Aim: Pick out each line in the listing below that contains the string "grass", and copy those lines.

[Detection listing]

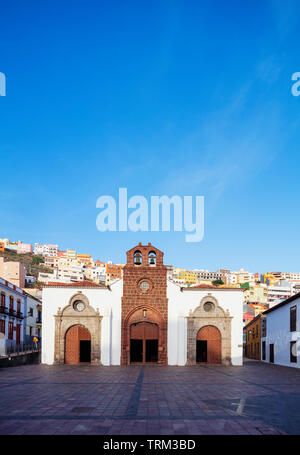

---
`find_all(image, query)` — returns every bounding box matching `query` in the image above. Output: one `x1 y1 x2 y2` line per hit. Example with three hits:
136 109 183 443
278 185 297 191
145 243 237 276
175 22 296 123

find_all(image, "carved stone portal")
54 292 102 365
186 295 232 365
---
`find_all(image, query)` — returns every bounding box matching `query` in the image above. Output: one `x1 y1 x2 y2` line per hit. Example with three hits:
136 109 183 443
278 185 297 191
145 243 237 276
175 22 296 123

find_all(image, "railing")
6 342 41 355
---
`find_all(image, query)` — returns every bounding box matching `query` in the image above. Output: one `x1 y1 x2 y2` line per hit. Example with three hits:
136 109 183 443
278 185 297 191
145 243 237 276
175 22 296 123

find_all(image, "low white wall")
168 281 243 365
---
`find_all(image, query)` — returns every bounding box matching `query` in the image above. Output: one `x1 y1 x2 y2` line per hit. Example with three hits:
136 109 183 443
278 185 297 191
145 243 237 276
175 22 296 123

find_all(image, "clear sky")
0 0 300 272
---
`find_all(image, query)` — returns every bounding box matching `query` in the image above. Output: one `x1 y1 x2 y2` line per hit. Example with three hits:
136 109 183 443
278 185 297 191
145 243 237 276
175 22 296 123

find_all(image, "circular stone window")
203 302 215 312
139 280 150 292
73 300 85 311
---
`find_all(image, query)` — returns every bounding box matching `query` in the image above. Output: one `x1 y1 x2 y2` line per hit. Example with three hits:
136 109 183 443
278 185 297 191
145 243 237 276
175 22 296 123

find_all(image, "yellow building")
261 273 278 286
244 284 268 305
66 249 77 259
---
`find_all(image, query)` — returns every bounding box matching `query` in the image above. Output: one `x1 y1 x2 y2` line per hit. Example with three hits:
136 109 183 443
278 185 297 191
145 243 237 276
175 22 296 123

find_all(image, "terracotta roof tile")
44 280 106 288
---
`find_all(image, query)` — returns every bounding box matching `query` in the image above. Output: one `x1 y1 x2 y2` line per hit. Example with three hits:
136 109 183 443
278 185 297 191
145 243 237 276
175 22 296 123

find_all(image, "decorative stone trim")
186 294 232 365
54 292 102 365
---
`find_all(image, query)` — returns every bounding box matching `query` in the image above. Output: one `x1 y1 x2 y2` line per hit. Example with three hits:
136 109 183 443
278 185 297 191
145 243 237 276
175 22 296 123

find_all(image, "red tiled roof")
182 284 244 291
44 280 106 288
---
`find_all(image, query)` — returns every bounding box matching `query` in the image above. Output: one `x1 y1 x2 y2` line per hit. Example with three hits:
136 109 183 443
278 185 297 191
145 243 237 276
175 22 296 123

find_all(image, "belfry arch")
54 292 102 364
186 294 232 365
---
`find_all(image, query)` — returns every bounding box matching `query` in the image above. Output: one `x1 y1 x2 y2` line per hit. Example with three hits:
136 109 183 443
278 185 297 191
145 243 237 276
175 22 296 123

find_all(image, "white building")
0 278 26 355
261 294 300 368
267 281 293 308
42 244 243 366
24 293 42 343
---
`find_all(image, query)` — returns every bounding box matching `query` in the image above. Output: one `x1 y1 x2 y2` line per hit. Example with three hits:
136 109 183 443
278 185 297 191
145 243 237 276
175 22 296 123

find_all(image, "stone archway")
65 325 91 365
54 292 102 364
122 304 167 365
186 295 232 365
196 325 222 364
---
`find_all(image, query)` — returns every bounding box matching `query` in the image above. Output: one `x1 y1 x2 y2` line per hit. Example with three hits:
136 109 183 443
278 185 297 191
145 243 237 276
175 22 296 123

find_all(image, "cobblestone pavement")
0 361 300 435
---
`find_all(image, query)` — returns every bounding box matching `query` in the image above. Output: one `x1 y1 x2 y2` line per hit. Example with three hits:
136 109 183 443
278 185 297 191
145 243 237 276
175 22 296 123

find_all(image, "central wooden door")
65 325 91 364
196 325 222 364
130 322 158 363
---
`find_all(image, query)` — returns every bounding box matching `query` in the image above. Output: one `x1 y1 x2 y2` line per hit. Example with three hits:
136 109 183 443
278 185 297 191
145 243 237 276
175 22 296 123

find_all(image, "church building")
42 243 243 366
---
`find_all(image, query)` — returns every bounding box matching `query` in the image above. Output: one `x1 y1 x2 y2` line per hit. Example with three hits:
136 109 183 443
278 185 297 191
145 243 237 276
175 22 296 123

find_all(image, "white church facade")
42 244 243 366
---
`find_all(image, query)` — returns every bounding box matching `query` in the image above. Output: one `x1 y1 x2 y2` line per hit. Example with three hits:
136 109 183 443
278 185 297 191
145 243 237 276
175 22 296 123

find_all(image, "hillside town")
0 238 300 372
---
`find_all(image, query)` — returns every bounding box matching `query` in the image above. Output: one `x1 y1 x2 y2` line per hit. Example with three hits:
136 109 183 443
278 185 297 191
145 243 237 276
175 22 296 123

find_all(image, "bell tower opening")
121 243 168 365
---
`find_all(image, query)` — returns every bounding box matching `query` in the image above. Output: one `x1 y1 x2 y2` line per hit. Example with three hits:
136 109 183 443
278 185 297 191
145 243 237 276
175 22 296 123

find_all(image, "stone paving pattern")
0 361 300 435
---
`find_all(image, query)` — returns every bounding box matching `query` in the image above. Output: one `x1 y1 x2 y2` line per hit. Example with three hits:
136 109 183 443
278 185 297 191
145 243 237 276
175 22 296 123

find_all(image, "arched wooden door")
65 325 91 364
196 325 222 363
130 322 158 363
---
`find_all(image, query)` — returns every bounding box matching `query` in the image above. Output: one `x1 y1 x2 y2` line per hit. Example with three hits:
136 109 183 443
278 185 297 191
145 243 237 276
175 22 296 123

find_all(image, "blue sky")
0 0 300 272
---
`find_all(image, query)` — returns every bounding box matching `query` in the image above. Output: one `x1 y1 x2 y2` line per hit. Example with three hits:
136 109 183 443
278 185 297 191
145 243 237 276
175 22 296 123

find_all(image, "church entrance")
196 325 221 364
130 322 158 363
65 325 91 364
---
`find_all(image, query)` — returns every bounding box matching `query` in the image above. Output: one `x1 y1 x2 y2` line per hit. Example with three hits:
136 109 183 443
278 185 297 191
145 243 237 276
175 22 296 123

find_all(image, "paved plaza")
0 361 300 435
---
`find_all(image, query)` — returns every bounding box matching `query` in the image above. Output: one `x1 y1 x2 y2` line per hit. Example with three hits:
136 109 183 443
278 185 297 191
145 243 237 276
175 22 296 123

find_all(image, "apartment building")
244 283 268 305
66 248 77 259
77 254 93 266
57 265 84 281
268 281 293 308
34 243 58 256
0 257 26 288
225 269 258 285
0 278 26 355
17 242 33 254
194 270 223 282
105 262 122 282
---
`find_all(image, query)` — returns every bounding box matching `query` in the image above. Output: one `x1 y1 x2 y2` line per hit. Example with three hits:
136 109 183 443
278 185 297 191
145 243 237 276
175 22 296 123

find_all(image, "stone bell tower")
121 243 168 365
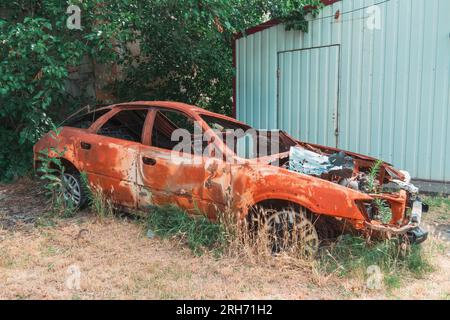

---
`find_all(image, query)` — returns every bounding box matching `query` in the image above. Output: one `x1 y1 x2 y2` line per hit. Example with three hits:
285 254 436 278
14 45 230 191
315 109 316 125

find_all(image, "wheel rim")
63 173 81 206
266 210 319 258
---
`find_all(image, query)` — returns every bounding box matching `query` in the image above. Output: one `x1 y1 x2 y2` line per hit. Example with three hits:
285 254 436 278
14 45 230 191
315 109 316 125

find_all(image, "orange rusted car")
34 101 427 251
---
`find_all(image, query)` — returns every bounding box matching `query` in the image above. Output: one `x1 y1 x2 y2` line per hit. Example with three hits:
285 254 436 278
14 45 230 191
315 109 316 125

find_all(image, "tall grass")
146 206 433 289
318 235 433 289
80 172 115 219
147 206 226 255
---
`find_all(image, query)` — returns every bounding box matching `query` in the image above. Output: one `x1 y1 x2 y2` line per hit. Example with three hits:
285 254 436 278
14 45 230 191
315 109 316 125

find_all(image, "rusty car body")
34 101 426 246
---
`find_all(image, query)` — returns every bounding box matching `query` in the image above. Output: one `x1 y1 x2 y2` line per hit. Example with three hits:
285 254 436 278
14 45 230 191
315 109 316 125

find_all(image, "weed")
37 127 76 217
147 206 226 255
80 172 114 219
367 160 383 193
318 235 433 289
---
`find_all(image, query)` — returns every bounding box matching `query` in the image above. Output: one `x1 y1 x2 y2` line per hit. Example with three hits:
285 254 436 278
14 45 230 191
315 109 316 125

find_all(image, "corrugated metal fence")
236 0 450 181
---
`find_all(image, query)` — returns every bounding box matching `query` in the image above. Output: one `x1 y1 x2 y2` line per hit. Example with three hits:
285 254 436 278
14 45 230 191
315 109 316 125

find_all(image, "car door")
76 108 148 208
137 109 227 218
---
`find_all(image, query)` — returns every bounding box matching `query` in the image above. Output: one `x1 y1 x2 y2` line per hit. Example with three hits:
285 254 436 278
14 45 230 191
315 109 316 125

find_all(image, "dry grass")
0 212 450 299
0 180 450 299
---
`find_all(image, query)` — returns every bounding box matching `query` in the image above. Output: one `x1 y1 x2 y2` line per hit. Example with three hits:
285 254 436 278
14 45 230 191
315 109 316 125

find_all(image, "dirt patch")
0 179 47 230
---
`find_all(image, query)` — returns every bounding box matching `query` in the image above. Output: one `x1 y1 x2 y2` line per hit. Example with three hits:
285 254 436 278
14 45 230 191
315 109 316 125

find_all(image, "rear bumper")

Answer to this problem:
find_all(image, "tall grass")
find_all(image, "dry grass")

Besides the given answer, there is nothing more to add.